» WHAT IS NEEDED:
Find the lines below that contain the string "sample". Copy each one.

Data entries:
*-*-*

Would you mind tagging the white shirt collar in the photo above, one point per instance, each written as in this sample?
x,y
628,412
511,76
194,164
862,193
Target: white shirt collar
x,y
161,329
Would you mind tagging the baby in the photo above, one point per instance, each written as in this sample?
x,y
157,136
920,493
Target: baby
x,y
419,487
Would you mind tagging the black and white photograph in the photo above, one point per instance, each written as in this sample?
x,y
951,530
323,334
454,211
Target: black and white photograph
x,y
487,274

*-*-*

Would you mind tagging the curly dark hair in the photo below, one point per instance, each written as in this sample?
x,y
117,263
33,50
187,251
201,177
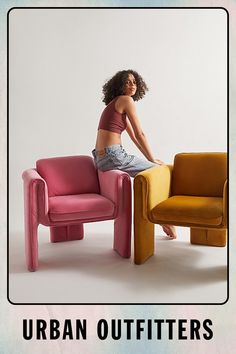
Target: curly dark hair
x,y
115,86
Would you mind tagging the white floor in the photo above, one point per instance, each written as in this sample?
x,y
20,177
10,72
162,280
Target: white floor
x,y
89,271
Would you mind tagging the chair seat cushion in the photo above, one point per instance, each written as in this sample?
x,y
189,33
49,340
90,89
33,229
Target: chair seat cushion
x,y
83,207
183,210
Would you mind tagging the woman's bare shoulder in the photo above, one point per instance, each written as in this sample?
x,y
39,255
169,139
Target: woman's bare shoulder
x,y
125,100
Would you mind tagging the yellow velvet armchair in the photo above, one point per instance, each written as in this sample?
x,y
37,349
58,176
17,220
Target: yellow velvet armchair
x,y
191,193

*-*-*

» WRITTEN RESPONSE:
Would you mind tagging the white shirt collar in the photo above, one point per instance, each written as in this sample?
Would you mind tagging the baby in the photo above, one point per instance, each written as in this sample?
Would you mind tagging the black and white photograph in the photo above, one point per instance, each written as in this sample?
Would you mind tagging the curly dark hair in the photo below, one point per instance, each written as in this sample?
Would you mind tagging the white floor in the photo above, one point per instance, each written as in this sample?
Would you mind tagging the chair seat cushion in the photo above, one point per instance, each written as in this sample?
Would you mind tagging the woman's bare shoulder in the photo above, one point per instance, each written as in this sample?
Would you mind tagging the yellow velvet armchair in the photo above, one point per instance, each written as in this sample?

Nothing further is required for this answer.